» **WHAT YOU WILL DO**: Return every line from the records below that has the word "potted".

===== DATASET EXTRACT

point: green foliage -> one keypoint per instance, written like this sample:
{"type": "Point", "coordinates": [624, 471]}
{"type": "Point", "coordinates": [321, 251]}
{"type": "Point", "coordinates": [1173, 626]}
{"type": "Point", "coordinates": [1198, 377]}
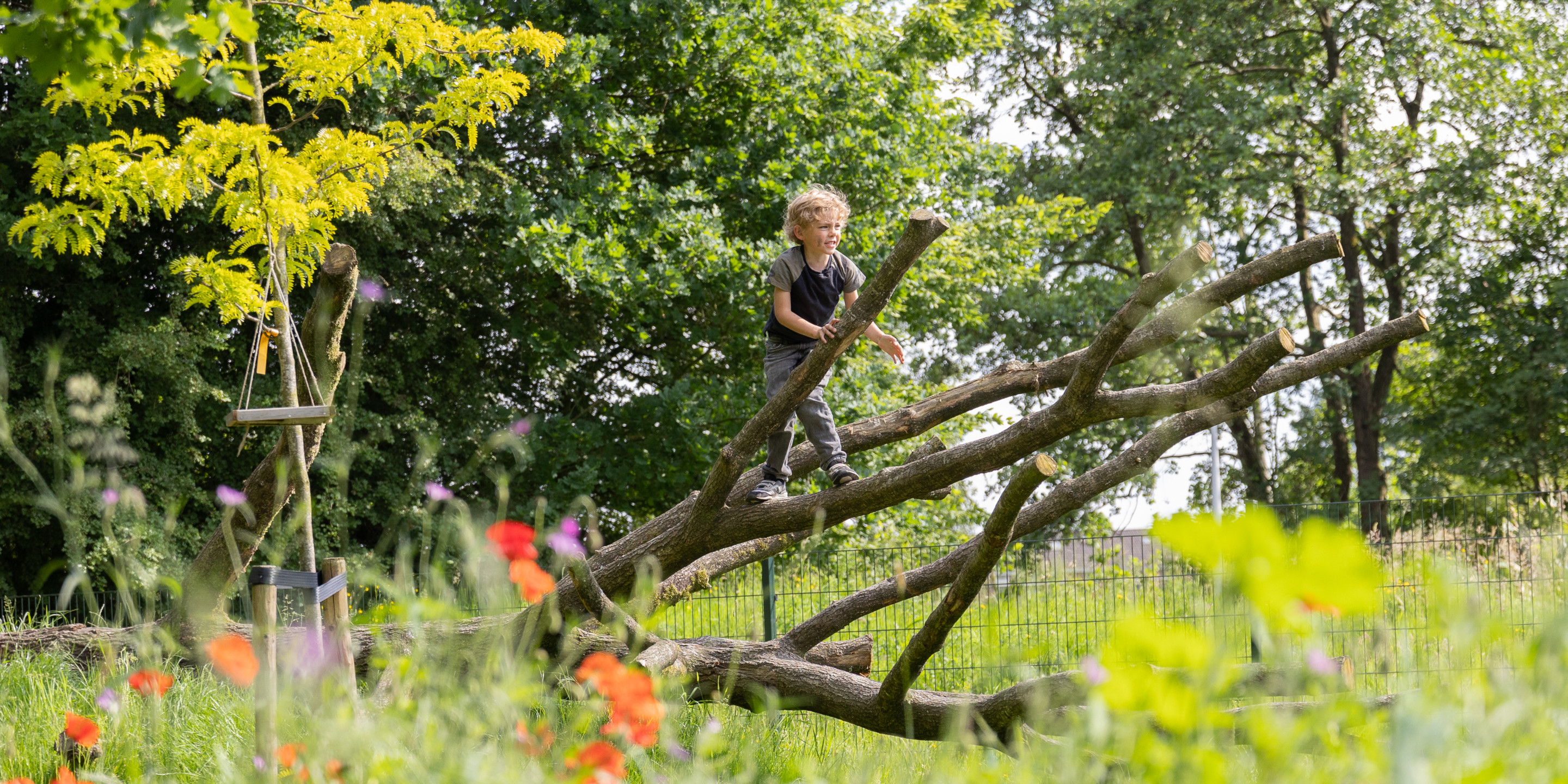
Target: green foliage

==========
===== DATASET EXTRACT

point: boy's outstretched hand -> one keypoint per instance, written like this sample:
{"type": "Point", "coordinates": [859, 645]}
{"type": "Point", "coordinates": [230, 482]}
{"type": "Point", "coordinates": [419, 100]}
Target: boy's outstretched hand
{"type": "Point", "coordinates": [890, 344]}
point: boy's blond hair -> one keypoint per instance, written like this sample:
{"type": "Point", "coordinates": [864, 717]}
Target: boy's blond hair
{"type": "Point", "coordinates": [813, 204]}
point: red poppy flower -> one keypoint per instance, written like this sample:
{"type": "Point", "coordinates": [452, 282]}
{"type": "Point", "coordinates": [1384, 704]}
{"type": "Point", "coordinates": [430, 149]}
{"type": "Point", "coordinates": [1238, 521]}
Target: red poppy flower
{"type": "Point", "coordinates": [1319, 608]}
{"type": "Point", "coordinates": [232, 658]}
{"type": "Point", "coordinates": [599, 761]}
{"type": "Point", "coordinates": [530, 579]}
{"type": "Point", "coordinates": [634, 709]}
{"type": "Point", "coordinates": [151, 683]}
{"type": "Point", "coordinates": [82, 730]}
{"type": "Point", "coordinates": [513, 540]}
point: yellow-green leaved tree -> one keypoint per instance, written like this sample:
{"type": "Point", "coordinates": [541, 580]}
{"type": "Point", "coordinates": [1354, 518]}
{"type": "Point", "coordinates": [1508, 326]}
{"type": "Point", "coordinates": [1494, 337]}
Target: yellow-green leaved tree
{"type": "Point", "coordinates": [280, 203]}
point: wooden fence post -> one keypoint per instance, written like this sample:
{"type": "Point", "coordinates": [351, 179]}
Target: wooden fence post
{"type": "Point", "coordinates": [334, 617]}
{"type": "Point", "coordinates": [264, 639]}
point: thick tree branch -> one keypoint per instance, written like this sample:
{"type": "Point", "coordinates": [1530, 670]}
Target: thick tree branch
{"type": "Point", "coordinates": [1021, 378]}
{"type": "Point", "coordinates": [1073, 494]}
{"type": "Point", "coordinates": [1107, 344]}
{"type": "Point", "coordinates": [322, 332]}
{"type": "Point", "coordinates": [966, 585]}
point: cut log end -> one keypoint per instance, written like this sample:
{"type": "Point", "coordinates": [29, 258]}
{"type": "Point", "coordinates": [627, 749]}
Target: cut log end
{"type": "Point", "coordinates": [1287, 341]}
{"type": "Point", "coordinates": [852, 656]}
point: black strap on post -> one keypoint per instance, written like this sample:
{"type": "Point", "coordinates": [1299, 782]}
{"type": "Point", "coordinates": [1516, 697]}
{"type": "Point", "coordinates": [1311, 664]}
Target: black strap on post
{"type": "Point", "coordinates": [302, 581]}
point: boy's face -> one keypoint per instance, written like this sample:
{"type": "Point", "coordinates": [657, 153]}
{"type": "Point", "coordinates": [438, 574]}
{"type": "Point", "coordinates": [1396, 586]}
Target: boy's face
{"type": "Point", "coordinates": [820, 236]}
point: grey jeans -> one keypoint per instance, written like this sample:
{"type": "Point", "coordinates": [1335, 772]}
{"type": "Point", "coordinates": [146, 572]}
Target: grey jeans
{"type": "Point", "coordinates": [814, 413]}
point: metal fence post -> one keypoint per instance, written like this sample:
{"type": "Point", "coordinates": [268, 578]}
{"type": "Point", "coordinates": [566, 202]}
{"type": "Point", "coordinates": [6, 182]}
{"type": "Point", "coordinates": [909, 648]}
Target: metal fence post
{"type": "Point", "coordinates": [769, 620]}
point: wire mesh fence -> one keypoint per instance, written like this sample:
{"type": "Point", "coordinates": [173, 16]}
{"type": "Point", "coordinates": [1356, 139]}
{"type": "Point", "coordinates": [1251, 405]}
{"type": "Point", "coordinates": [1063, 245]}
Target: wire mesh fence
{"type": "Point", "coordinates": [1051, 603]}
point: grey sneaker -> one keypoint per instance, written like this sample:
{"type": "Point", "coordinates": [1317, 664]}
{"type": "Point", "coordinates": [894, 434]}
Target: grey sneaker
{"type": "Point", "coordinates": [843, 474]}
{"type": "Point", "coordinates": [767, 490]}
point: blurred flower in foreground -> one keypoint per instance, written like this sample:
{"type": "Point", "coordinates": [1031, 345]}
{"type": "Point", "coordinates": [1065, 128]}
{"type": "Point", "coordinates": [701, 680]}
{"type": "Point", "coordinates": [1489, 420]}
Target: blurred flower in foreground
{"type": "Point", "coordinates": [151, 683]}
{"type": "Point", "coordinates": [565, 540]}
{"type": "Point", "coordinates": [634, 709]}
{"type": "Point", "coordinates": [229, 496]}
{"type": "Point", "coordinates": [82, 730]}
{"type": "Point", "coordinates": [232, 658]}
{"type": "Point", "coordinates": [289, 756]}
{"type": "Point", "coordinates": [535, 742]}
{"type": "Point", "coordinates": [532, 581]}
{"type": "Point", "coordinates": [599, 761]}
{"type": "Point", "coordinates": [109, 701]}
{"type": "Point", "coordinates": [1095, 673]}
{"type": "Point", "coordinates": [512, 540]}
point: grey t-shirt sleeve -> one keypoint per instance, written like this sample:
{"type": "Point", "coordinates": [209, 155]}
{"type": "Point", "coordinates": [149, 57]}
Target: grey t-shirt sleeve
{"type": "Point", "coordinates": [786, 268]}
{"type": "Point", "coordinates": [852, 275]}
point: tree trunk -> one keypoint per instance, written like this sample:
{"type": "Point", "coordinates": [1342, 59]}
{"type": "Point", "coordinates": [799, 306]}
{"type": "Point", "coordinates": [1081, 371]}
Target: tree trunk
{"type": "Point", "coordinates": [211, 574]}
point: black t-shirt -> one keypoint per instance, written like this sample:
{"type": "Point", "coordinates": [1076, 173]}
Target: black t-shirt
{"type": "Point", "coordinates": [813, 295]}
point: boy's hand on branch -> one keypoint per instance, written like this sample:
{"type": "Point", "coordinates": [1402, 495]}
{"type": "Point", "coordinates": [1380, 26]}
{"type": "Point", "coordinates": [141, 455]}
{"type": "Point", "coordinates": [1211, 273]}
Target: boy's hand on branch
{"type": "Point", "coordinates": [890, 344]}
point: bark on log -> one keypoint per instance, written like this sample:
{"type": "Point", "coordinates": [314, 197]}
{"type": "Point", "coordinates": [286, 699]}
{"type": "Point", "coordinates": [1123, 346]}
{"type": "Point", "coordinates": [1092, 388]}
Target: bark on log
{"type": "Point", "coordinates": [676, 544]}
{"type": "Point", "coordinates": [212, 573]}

==========
===== DATASET EXTRACT

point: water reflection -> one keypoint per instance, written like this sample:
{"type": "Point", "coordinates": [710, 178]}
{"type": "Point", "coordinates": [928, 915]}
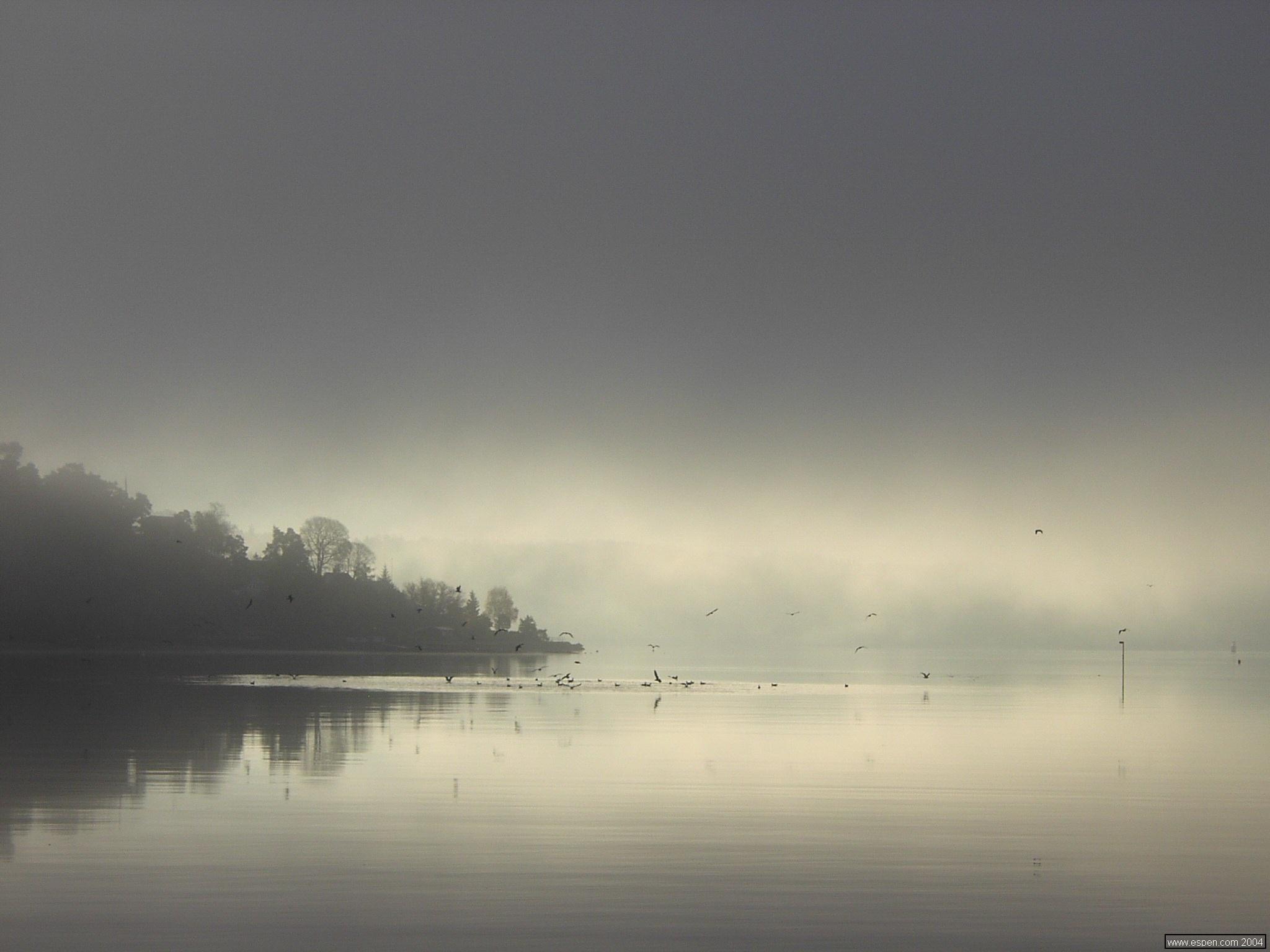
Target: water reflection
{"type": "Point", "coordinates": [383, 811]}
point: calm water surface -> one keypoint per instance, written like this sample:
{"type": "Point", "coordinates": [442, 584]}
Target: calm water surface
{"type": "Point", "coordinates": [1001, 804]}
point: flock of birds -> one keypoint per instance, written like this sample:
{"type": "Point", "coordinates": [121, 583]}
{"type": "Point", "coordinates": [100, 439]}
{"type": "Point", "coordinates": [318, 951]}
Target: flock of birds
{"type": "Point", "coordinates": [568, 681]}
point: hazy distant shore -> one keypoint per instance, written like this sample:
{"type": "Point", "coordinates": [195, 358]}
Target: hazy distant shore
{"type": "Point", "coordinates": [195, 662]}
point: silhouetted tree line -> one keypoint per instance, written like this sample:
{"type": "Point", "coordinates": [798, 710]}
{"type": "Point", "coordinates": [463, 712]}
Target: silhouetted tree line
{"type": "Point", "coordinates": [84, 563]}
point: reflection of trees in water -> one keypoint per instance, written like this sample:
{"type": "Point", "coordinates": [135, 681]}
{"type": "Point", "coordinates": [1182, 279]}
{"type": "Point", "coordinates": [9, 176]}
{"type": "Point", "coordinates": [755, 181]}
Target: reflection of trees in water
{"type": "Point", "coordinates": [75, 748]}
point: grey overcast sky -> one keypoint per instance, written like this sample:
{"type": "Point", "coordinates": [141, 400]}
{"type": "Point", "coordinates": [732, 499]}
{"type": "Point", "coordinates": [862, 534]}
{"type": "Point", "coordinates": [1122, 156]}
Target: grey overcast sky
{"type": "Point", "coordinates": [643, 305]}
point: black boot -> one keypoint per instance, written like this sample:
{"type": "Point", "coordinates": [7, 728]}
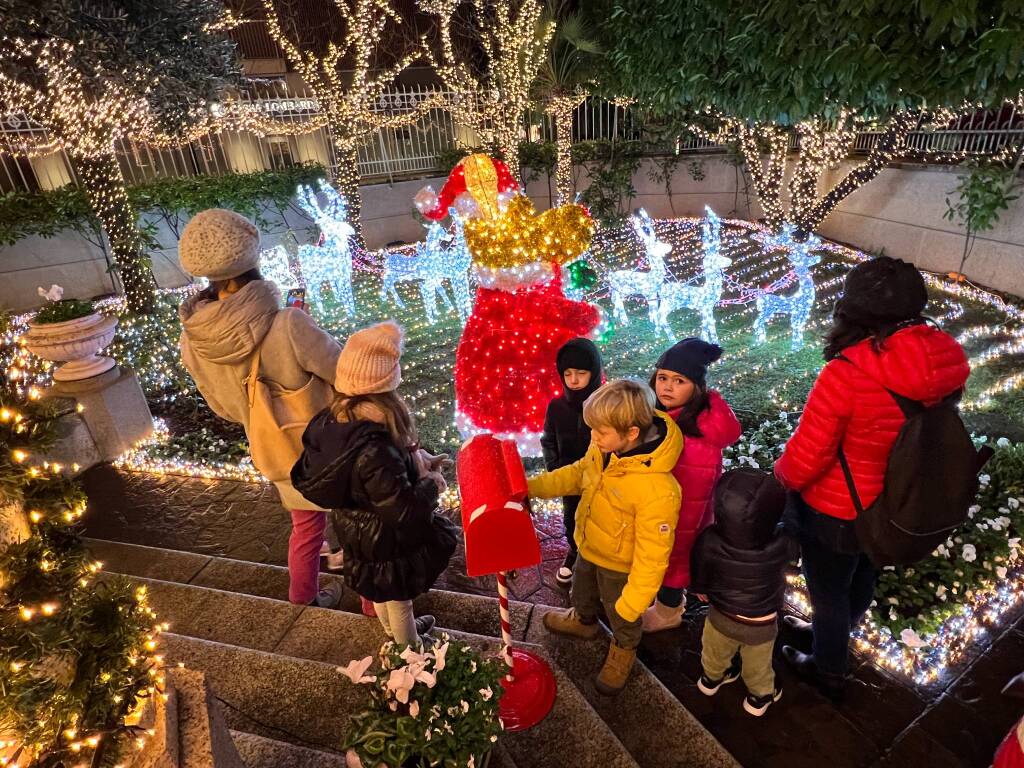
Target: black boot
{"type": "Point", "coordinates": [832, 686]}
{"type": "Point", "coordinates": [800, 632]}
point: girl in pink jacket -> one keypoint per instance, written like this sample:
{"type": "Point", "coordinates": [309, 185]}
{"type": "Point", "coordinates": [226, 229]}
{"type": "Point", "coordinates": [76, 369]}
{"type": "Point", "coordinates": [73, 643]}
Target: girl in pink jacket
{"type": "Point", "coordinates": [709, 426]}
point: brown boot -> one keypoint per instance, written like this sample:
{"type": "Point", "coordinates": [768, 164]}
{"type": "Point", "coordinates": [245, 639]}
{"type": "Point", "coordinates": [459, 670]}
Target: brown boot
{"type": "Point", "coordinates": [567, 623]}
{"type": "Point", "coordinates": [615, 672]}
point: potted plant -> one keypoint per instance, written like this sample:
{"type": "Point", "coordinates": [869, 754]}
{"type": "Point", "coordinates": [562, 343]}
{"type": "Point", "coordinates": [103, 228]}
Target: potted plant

==========

» **RESULT OF THE EXERCISE**:
point: potted plant -> one keypoint per instance, written like this sample:
Target: potted plant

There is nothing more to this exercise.